Print all entries word for word.
# START OF Information given
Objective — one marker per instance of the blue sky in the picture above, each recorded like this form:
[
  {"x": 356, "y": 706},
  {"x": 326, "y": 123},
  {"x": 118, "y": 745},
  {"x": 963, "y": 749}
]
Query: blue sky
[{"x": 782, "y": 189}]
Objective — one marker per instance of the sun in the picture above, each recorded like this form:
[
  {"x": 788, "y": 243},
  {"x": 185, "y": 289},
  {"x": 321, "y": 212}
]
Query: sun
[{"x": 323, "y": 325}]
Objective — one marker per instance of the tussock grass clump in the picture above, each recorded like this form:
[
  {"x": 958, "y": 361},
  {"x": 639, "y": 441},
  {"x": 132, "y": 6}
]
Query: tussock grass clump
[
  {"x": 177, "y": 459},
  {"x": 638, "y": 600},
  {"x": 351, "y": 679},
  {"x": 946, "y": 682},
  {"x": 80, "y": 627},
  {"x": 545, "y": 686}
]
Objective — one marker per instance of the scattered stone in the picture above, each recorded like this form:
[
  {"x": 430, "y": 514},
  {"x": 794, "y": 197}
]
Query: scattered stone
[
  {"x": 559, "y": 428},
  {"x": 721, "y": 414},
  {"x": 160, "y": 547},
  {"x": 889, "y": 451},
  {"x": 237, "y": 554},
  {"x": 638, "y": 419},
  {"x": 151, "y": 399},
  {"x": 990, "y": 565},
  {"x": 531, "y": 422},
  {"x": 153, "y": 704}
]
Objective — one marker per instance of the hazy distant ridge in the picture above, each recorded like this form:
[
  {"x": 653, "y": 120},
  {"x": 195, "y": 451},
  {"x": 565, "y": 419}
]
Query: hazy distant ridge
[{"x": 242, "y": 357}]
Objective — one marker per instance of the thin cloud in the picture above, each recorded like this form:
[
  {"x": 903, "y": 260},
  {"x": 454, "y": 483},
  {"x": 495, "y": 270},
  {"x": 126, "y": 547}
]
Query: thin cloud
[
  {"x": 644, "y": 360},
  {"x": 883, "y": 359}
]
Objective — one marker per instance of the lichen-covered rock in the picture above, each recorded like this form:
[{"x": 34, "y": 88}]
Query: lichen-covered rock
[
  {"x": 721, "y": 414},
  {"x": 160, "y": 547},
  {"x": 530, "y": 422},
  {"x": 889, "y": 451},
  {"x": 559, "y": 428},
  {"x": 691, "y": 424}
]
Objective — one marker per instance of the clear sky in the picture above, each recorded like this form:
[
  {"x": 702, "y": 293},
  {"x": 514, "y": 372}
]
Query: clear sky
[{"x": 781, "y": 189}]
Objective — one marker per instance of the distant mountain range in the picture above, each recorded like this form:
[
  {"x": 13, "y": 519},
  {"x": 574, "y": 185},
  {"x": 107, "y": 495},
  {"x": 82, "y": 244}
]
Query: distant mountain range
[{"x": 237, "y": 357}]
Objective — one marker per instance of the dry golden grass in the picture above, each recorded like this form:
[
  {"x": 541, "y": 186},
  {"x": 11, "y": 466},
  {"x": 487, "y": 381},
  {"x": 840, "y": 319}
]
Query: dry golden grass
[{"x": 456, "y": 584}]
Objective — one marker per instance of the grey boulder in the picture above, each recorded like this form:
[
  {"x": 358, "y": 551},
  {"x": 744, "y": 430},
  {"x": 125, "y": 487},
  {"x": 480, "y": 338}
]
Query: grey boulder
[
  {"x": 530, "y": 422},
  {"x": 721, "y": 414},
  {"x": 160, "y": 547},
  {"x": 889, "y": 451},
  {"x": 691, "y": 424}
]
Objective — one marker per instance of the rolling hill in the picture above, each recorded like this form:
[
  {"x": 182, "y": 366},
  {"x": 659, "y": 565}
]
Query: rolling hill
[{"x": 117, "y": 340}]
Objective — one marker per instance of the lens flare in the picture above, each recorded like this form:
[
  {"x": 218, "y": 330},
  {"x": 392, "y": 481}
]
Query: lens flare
# END OF Information given
**The result**
Objective — one marker per instance of the blue sky in the picture above, each recorded like this form:
[
  {"x": 356, "y": 706},
  {"x": 326, "y": 123},
  {"x": 118, "y": 745},
  {"x": 963, "y": 749}
]
Query: blue sky
[{"x": 782, "y": 189}]
Objective — one marker per instance of the sun in the picture above, each recorded like this form:
[
  {"x": 788, "y": 243},
  {"x": 185, "y": 289},
  {"x": 321, "y": 212}
]
Query: sun
[{"x": 323, "y": 325}]
Objective — one marker per instance of the tussock grass clump in the picture above, each recorded like this form:
[
  {"x": 958, "y": 361},
  {"x": 639, "y": 441},
  {"x": 132, "y": 6}
]
Query: tussock grass clump
[
  {"x": 177, "y": 459},
  {"x": 638, "y": 600},
  {"x": 351, "y": 679},
  {"x": 946, "y": 682},
  {"x": 80, "y": 627},
  {"x": 545, "y": 686}
]
Objective — one marker per instance of the scattered stone in the picture above, each recorded like this form:
[
  {"x": 430, "y": 514},
  {"x": 794, "y": 197}
]
Query: scattered stone
[
  {"x": 559, "y": 428},
  {"x": 721, "y": 414},
  {"x": 160, "y": 547},
  {"x": 889, "y": 451},
  {"x": 237, "y": 554},
  {"x": 638, "y": 419},
  {"x": 151, "y": 399},
  {"x": 990, "y": 565},
  {"x": 531, "y": 422},
  {"x": 153, "y": 704}
]
Objective — one marker per instance of the hazy distant ridge in the picture above, each recorded like this form:
[
  {"x": 653, "y": 120},
  {"x": 195, "y": 451},
  {"x": 565, "y": 419}
]
Query: hazy distant ridge
[{"x": 242, "y": 357}]
Objective — one marker per instance of the thin cloud in the picture above, each recorded like this form:
[
  {"x": 903, "y": 260},
  {"x": 454, "y": 483},
  {"x": 495, "y": 270},
  {"x": 126, "y": 547}
]
Query: thin cloud
[
  {"x": 644, "y": 360},
  {"x": 883, "y": 359}
]
Objective — one marker per instance of the lichen-covered rock in the picture above, each recorded like this form:
[{"x": 34, "y": 88}]
Query: lichen-covered rock
[
  {"x": 721, "y": 414},
  {"x": 160, "y": 547},
  {"x": 530, "y": 422},
  {"x": 889, "y": 451},
  {"x": 559, "y": 428},
  {"x": 691, "y": 424}
]
Objective — one marker per instance of the clear sky in the picture above, each recorded like this form:
[
  {"x": 702, "y": 293},
  {"x": 514, "y": 372}
]
Query: clear sky
[{"x": 781, "y": 189}]
Objective — one marker per instance of the distant mountain range in the picture above, each recorded like this form:
[
  {"x": 13, "y": 519},
  {"x": 574, "y": 185},
  {"x": 107, "y": 495},
  {"x": 82, "y": 244}
]
Query: distant mountain range
[{"x": 237, "y": 357}]
Objective — one marker per instance of the dry golden grass in the picture above, each recorded like this form:
[
  {"x": 541, "y": 186},
  {"x": 11, "y": 466},
  {"x": 487, "y": 381},
  {"x": 840, "y": 319}
]
Query: dry golden grass
[{"x": 456, "y": 584}]
Objective — one marker per instance of the grey boulder in the picture above, each recorded like this form:
[
  {"x": 358, "y": 551},
  {"x": 744, "y": 430},
  {"x": 125, "y": 487},
  {"x": 480, "y": 338}
]
Query: grey boulder
[
  {"x": 530, "y": 422},
  {"x": 721, "y": 414},
  {"x": 160, "y": 547},
  {"x": 889, "y": 451},
  {"x": 691, "y": 424}
]
Objective — one marker per instance of the rolling hill in the picture above, each recorded like this form:
[
  {"x": 182, "y": 366},
  {"x": 659, "y": 565}
]
Query: rolling hill
[{"x": 117, "y": 340}]
Objective — one marker per instance of the lens flare in the picture above, each recorded like this form:
[
  {"x": 218, "y": 330},
  {"x": 392, "y": 481}
]
Query: lens flare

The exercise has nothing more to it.